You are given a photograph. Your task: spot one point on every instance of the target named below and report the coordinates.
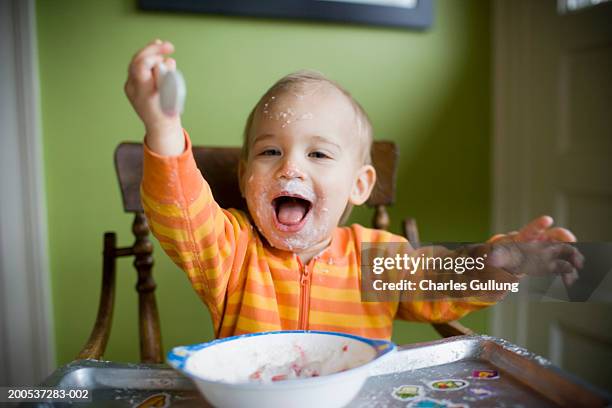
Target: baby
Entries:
(305, 162)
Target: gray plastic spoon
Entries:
(172, 90)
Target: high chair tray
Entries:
(463, 371)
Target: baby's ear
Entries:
(363, 185)
(241, 170)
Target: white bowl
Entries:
(225, 370)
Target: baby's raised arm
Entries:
(164, 134)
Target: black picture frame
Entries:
(419, 17)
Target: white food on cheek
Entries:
(317, 229)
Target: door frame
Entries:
(510, 188)
(27, 346)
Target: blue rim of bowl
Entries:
(178, 356)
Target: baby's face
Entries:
(304, 166)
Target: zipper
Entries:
(305, 272)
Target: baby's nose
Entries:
(290, 171)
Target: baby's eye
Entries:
(270, 152)
(318, 155)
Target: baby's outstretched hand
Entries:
(537, 259)
(164, 133)
(538, 249)
(539, 229)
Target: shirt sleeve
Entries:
(204, 240)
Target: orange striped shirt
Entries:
(249, 286)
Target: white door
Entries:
(557, 130)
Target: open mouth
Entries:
(291, 211)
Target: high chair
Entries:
(219, 167)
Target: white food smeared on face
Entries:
(286, 116)
(264, 202)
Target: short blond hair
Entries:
(309, 77)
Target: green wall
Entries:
(428, 91)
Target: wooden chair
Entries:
(219, 167)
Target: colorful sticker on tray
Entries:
(477, 393)
(449, 384)
(407, 392)
(434, 403)
(485, 374)
(161, 400)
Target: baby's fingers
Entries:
(140, 69)
(566, 270)
(534, 230)
(560, 234)
(569, 254)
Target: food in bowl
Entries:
(279, 369)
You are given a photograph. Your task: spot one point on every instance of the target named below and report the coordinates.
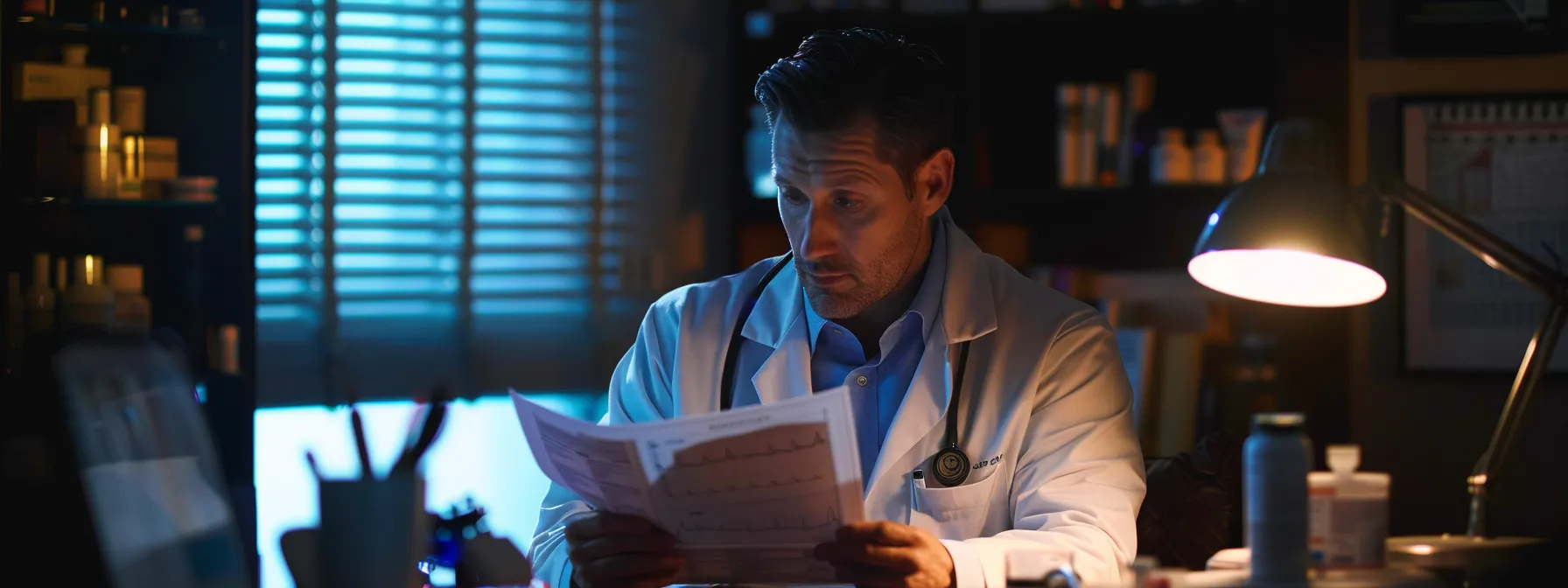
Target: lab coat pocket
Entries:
(952, 513)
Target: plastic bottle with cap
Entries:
(1277, 459)
(1349, 513)
(132, 311)
(88, 303)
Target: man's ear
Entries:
(936, 176)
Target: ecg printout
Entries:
(748, 493)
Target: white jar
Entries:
(1208, 158)
(1348, 513)
(1170, 162)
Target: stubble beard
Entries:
(871, 283)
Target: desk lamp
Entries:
(1291, 235)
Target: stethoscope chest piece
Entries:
(950, 466)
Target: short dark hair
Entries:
(837, 79)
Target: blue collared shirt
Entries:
(877, 384)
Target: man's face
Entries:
(855, 229)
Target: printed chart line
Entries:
(742, 488)
(775, 526)
(819, 441)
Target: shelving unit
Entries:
(1223, 53)
(198, 257)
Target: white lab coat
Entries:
(1046, 413)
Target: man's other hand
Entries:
(621, 550)
(888, 554)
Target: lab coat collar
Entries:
(968, 303)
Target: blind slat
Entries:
(399, 173)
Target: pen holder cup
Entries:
(374, 532)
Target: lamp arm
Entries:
(1537, 356)
(1480, 242)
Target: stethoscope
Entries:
(949, 466)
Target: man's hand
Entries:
(888, 554)
(621, 550)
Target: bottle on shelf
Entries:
(101, 154)
(132, 309)
(1172, 160)
(38, 301)
(1208, 158)
(15, 320)
(132, 121)
(1349, 513)
(88, 303)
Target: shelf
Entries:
(128, 211)
(1012, 203)
(132, 228)
(29, 25)
(1138, 228)
(1213, 11)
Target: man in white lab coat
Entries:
(882, 295)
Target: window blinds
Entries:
(438, 192)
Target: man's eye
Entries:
(792, 195)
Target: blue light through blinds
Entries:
(435, 193)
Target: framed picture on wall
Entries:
(1504, 165)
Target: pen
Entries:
(360, 443)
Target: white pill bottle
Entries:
(1348, 521)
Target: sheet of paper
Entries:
(748, 493)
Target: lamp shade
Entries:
(1291, 234)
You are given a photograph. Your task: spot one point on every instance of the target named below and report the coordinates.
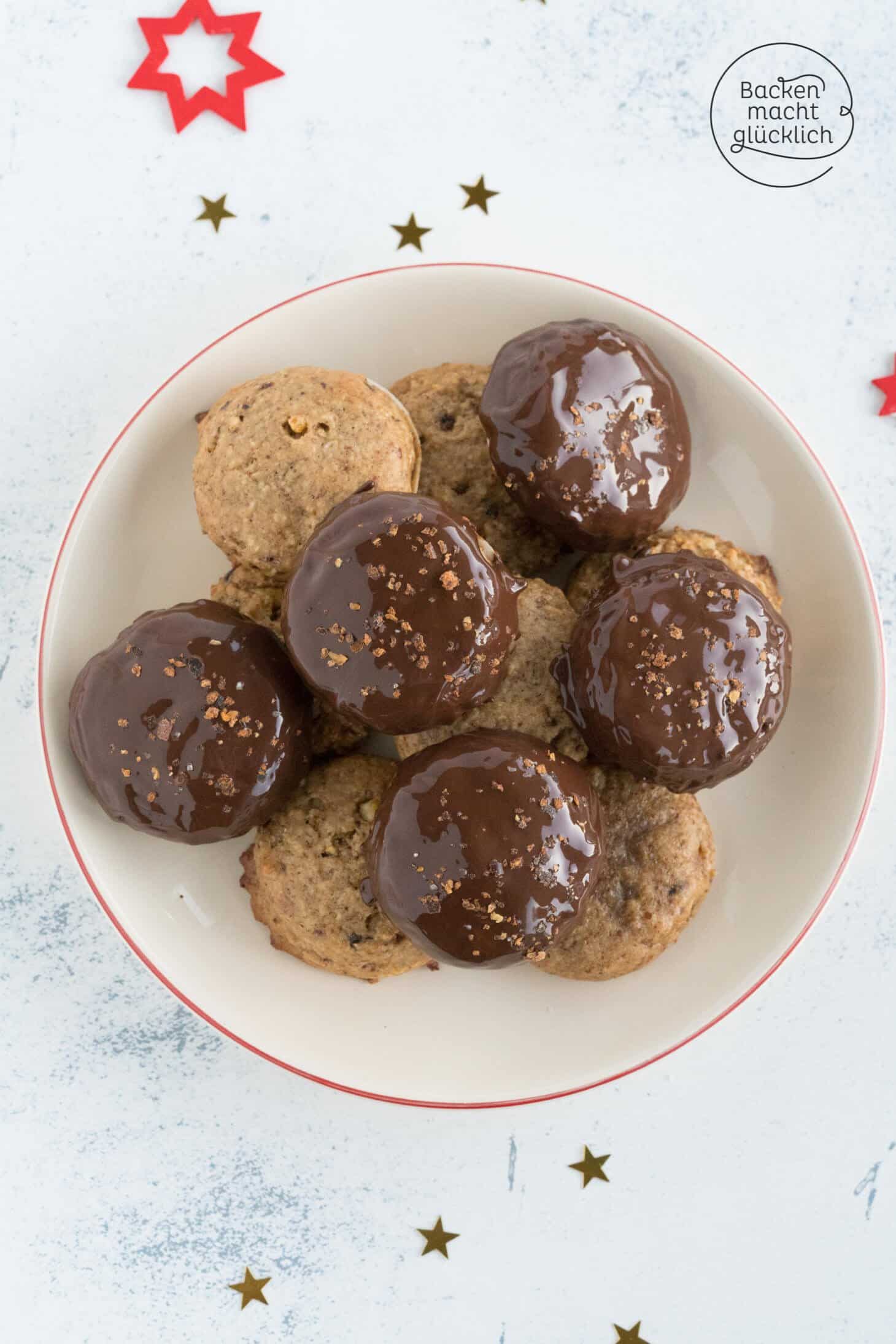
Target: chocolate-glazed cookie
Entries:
(191, 725)
(679, 671)
(484, 847)
(587, 430)
(398, 613)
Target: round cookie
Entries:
(260, 598)
(589, 432)
(594, 570)
(305, 868)
(485, 847)
(528, 699)
(678, 671)
(660, 866)
(456, 468)
(277, 454)
(193, 725)
(398, 613)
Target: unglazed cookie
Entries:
(260, 598)
(594, 570)
(528, 699)
(191, 725)
(277, 454)
(398, 613)
(305, 868)
(587, 429)
(678, 671)
(485, 847)
(660, 866)
(456, 468)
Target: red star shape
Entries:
(888, 389)
(231, 105)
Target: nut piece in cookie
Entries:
(485, 847)
(589, 432)
(191, 725)
(400, 614)
(594, 570)
(456, 468)
(260, 598)
(528, 699)
(660, 866)
(678, 671)
(305, 868)
(277, 454)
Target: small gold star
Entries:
(215, 211)
(590, 1167)
(631, 1336)
(479, 195)
(411, 233)
(437, 1238)
(252, 1289)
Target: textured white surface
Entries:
(143, 1159)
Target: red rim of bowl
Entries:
(473, 1105)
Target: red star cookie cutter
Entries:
(888, 389)
(231, 105)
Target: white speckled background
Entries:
(145, 1161)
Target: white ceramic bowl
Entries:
(784, 830)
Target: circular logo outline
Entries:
(782, 186)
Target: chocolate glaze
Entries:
(678, 671)
(587, 430)
(398, 613)
(191, 725)
(484, 847)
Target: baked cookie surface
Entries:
(277, 454)
(305, 868)
(260, 598)
(528, 699)
(757, 569)
(660, 866)
(456, 468)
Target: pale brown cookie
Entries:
(757, 569)
(277, 454)
(258, 597)
(305, 868)
(528, 699)
(444, 402)
(660, 866)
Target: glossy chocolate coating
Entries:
(587, 430)
(484, 847)
(400, 614)
(191, 725)
(678, 671)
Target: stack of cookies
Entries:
(390, 573)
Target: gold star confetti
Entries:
(252, 1289)
(590, 1167)
(437, 1238)
(215, 211)
(410, 234)
(479, 195)
(631, 1336)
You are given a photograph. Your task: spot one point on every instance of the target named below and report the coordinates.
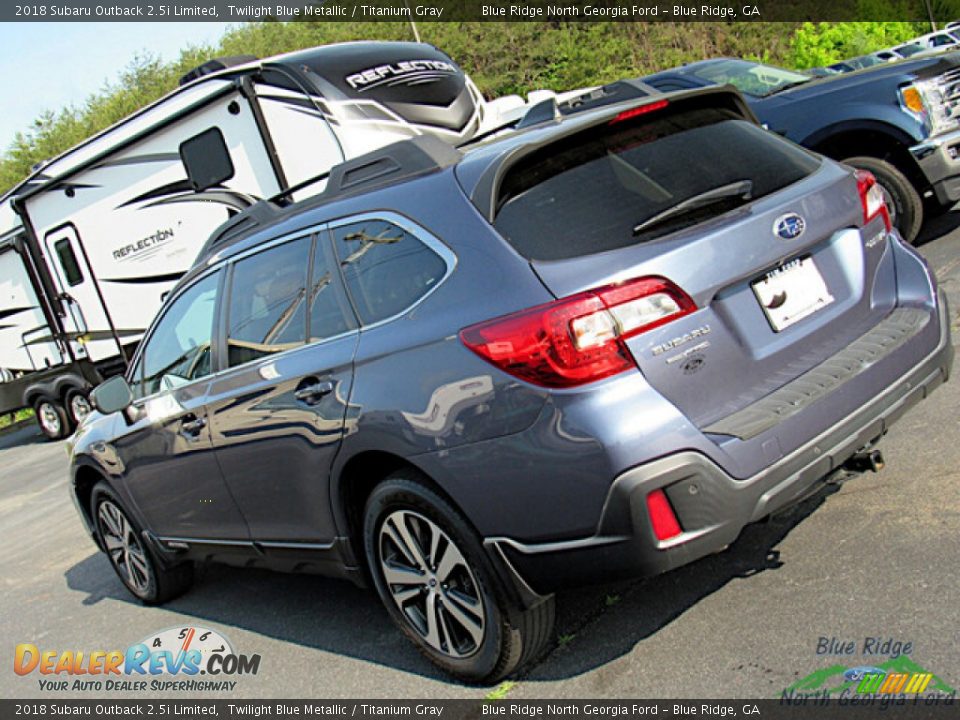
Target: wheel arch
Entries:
(85, 478)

++++++++++

*What you need to do:* Retype each line above exactly and leave out any picture.

*Problem solution:*
You are given a photograph. Your task: spot one point on every instance of the target named below and report the coordinates.
Target: baby
Entries:
(305, 162)
Target: gray plastic spoon
Entries:
(172, 90)
Target: high chair tray
Entries:
(463, 371)
Target: baby's ear
Entries:
(363, 185)
(241, 170)
Target: white bowl
Entries:
(225, 370)
Target: baby's raised arm
Entries:
(164, 134)
Target: black picture frame
Entries:
(419, 17)
Target: white food on cheek
Entries:
(317, 229)
Target: door frame
Entries:
(510, 188)
(27, 346)
Target: blue rim of bowl
Entries:
(178, 356)
Target: baby's face
Entries:
(304, 166)
Target: zipper
Entries:
(305, 272)
Target: baby's nose
Entries:
(290, 171)
Target: baby's eye
Entries:
(270, 152)
(318, 155)
Target: baby's outstretched hand
Entries:
(537, 259)
(164, 133)
(538, 249)
(539, 229)
Target: shirt sleeve
Entries:
(204, 240)
Target: orange striped shirt
Entries:
(249, 286)
Target: white door
Entries:
(557, 130)
Target: open mouth
Entries:
(291, 211)
Target: high chair
Entries:
(219, 167)
Target: white food smeared on face
Entries:
(286, 116)
(264, 202)
Target: short blond hair
Entries:
(309, 77)
Target: green wall
Entries:
(428, 91)
Target: wooden chair
Entries:
(219, 167)
Target: colorful sticker on tray
Entries:
(477, 393)
(449, 384)
(407, 392)
(434, 403)
(485, 374)
(161, 400)
Target: baby's fingers
Entries:
(140, 69)
(566, 270)
(534, 230)
(560, 234)
(569, 254)
Target: food in bowl
Entries:
(279, 369)
You are given a photograph. Your task: spot one point on every instance of the target named below and report the coordinates.
Target: lab coat pocket
Entries:
(952, 513)
Target: plastic bottle with cap
Entries:
(1277, 459)
(1349, 513)
(132, 311)
(88, 303)
Target: man's ear
Entries:
(936, 176)
Target: ecg printout
Entries:
(748, 493)
Target: white jar
Entries:
(1208, 158)
(1348, 513)
(1170, 162)
Target: stubble beard
Entries:
(871, 283)
Target: desk lamp
Entries:
(1291, 235)
Target: stethoscope chest piece
Entries:
(950, 466)
Target: short dark hair
Entries:
(837, 79)
Target: blue collared shirt
Entries:
(877, 384)
Target: man's face
Entries:
(855, 229)
Target: printed chart line
Entries:
(742, 488)
(775, 526)
(819, 441)
Target: shelving unit
Entries:
(1223, 53)
(198, 257)
Target: white lab coat
Entries:
(1046, 413)
Target: man's other hand
Entries:
(621, 550)
(888, 554)
Target: lab coat collar
Entries:
(968, 303)
Target: blind slat
Entries:
(399, 173)
Target: pen holder cup
Entries:
(374, 532)
Target: lamp arm
Entries:
(1537, 356)
(1480, 242)
Target: stethoscope
Entries:
(949, 466)
Target: man's hand
Entries:
(888, 554)
(621, 550)
Target: bottle on shelf
Entries:
(101, 154)
(132, 309)
(1172, 160)
(38, 301)
(1208, 158)
(15, 320)
(132, 121)
(1349, 513)
(88, 303)
Target: shelf
Entries:
(128, 211)
(1012, 203)
(132, 228)
(29, 25)
(1138, 228)
(1213, 11)
Target: man in white lab coat
Entries:
(882, 295)
Target: window blinds
Entries:
(438, 192)
Target: man's eye
Entries:
(792, 195)
Target: blue light through blinds
Entries:
(435, 193)
Target: framed picture on wall
Entries:
(1504, 165)
Target: pen
Entries:
(360, 443)
Target: white pill bottle
Entries:
(1348, 521)
Target: sheet of paper
Entries:
(748, 493)
Target: lamp shade
Entries:
(1291, 234)
You are given a photograph. Your task: spot one point on every instance of the target named below and report the coordinates.
Target: chocolate-glazed cookie
Entries:
(191, 725)
(679, 671)
(484, 847)
(587, 430)
(398, 613)
Target: round cookie
Entries:
(260, 598)
(589, 432)
(594, 570)
(305, 868)
(485, 847)
(528, 699)
(678, 671)
(660, 866)
(456, 468)
(277, 454)
(193, 725)
(398, 613)
Target: unglazed cookie
Entries:
(260, 598)
(594, 570)
(528, 699)
(191, 725)
(277, 454)
(398, 613)
(305, 868)
(587, 429)
(678, 671)
(485, 847)
(660, 866)
(456, 468)
Target: red star shape
Entries:
(888, 389)
(231, 105)
Target: nut piece in cookie
Entries:
(485, 847)
(589, 432)
(191, 725)
(400, 614)
(594, 570)
(456, 468)
(260, 598)
(528, 699)
(660, 866)
(678, 671)
(305, 868)
(277, 454)
Target: small gold star
Entries:
(215, 211)
(590, 1167)
(631, 1336)
(479, 195)
(411, 233)
(437, 1238)
(252, 1289)
Target: textured white surface
Entries:
(143, 1159)
Target: red rim of bowl
Entries:
(473, 1105)
Target: red star cookie cutter
Entries:
(888, 389)
(231, 105)
Target: white speckled background
Entries:
(145, 1161)
Target: white ceramic bowl
Entries:
(784, 830)
Target: circular logo outline
Entries:
(782, 186)
Target: chocolate glaze
Entries:
(678, 671)
(587, 430)
(398, 613)
(191, 725)
(484, 847)
Target: baked cookie surface
Entries:
(277, 454)
(305, 868)
(260, 598)
(528, 699)
(757, 569)
(660, 866)
(456, 468)
Target: pale brown cookie
Entries:
(757, 569)
(277, 454)
(258, 597)
(305, 868)
(528, 699)
(444, 402)
(660, 866)
Target: glossy chocolate coating
Entries:
(587, 430)
(484, 847)
(400, 614)
(191, 725)
(678, 671)
Target: stack of cookies
Entries:
(390, 573)
Target: gold star confetti
Entries:
(252, 1289)
(590, 1167)
(437, 1238)
(215, 211)
(410, 234)
(479, 195)
(631, 1336)
You are given a photograph. Your task: spot one point on every instance of the target named below and report the coordinates.
Target: wheel arch
Entries:
(85, 478)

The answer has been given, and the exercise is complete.